+++ Provided information +++

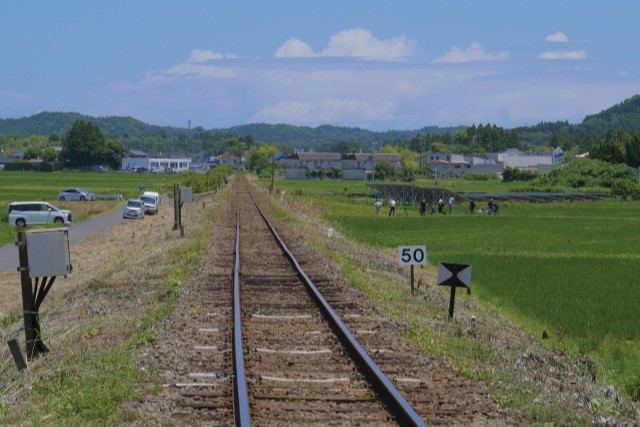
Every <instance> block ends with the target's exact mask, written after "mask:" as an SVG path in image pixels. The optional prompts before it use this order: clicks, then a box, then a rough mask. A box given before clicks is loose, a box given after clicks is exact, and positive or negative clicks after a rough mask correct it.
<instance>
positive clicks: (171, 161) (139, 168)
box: [122, 157, 191, 172]
mask: <svg viewBox="0 0 640 427" xmlns="http://www.w3.org/2000/svg"><path fill="white" fill-rule="evenodd" d="M190 166H191V159H189V158H153V157H124V158H123V159H122V170H124V171H130V170H136V169H140V168H144V169H146V170H148V171H150V172H183V171H187V170H189V167H190Z"/></svg>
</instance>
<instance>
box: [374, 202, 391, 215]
mask: <svg viewBox="0 0 640 427" xmlns="http://www.w3.org/2000/svg"><path fill="white" fill-rule="evenodd" d="M396 205H397V202H396V201H395V200H394V199H391V200H390V201H389V216H395V215H396ZM373 206H374V207H375V208H376V216H380V215H381V212H382V200H379V199H378V200H376V201H375V203H374V204H373Z"/></svg>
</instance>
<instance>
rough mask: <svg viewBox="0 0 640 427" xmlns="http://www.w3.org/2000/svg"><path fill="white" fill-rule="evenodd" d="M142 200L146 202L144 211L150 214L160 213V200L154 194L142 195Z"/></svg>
mask: <svg viewBox="0 0 640 427" xmlns="http://www.w3.org/2000/svg"><path fill="white" fill-rule="evenodd" d="M140 200H142V202H143V203H144V213H145V215H146V214H149V215H157V214H158V200H157V199H156V198H155V197H153V196H145V195H142V196H140Z"/></svg>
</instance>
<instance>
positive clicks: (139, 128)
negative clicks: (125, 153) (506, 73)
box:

+++

▸ **Aim of the exercise**
Could you copy every row above word for word, leaving out the pictures?

▸ **Exercise result**
Every <instance> block ends with the target's exact mask, written after "mask:" as an SVG path in image pixels. The optional prompts before it use this order: clicks, then a box, then a rough mask. A box given before clicks is loose, a box given after clicks is exact, and positive or negative clicks after a rough mask correct it.
<instance>
positive clicks: (171, 161) (139, 168)
box: [122, 157, 191, 172]
mask: <svg viewBox="0 0 640 427" xmlns="http://www.w3.org/2000/svg"><path fill="white" fill-rule="evenodd" d="M190 166H191V159H189V158H153V157H124V158H123V159H122V170H124V171H130V170H136V169H140V168H144V169H146V170H148V171H150V172H183V171H187V170H189V167H190Z"/></svg>
</instance>
<instance>
box: [374, 202, 391, 215]
mask: <svg viewBox="0 0 640 427" xmlns="http://www.w3.org/2000/svg"><path fill="white" fill-rule="evenodd" d="M396 205H397V202H396V201H395V200H394V199H391V200H390V201H389V216H395V215H396ZM373 206H374V207H375V208H376V216H380V215H381V212H382V200H379V199H378V200H376V201H375V203H374V204H373Z"/></svg>
</instance>
<instance>
rough mask: <svg viewBox="0 0 640 427" xmlns="http://www.w3.org/2000/svg"><path fill="white" fill-rule="evenodd" d="M142 200L146 202L144 211L150 214L160 213V200L154 194L142 195Z"/></svg>
mask: <svg viewBox="0 0 640 427" xmlns="http://www.w3.org/2000/svg"><path fill="white" fill-rule="evenodd" d="M140 200H142V202H143V203H144V213H145V215H146V214H149V215H157V214H158V200H157V199H156V198H155V197H153V196H145V195H142V196H140Z"/></svg>
</instance>
<instance>
positive clicks: (139, 128)
negative clicks: (125, 153) (506, 73)
box:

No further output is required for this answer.